The exercise>
Extract each line of the material that follows exactly and omit its pictures.

[Pointing records]
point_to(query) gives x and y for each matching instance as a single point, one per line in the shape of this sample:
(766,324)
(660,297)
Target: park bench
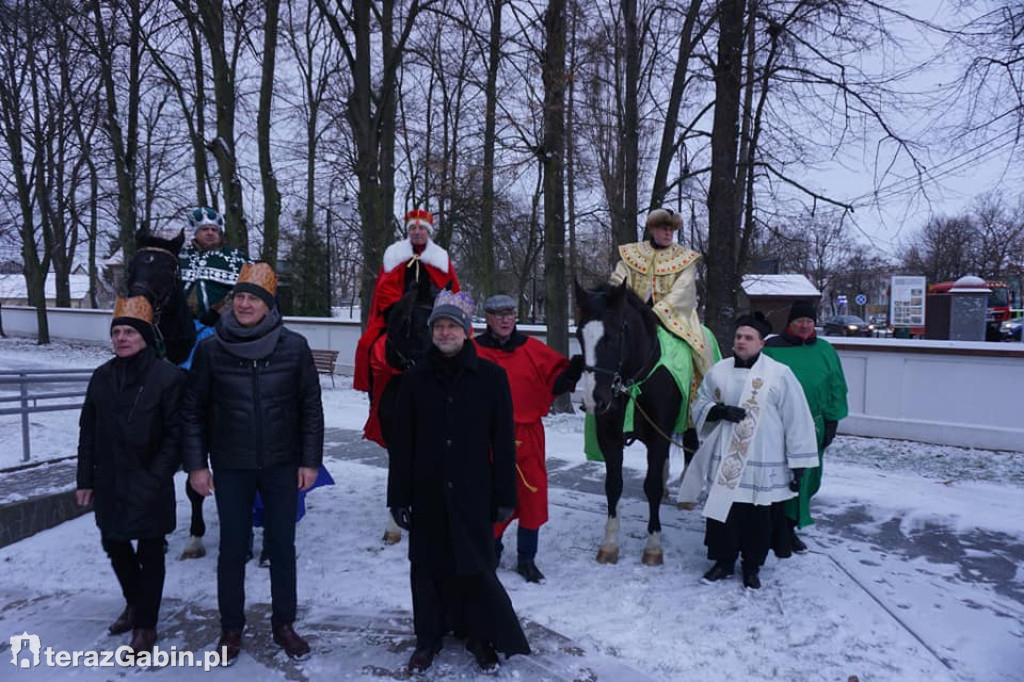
(325,361)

Solution>
point_to(query) gives x and y for each matching instance as a single point, one per line in the shape of this sample:
(766,324)
(660,297)
Target: park bench
(325,361)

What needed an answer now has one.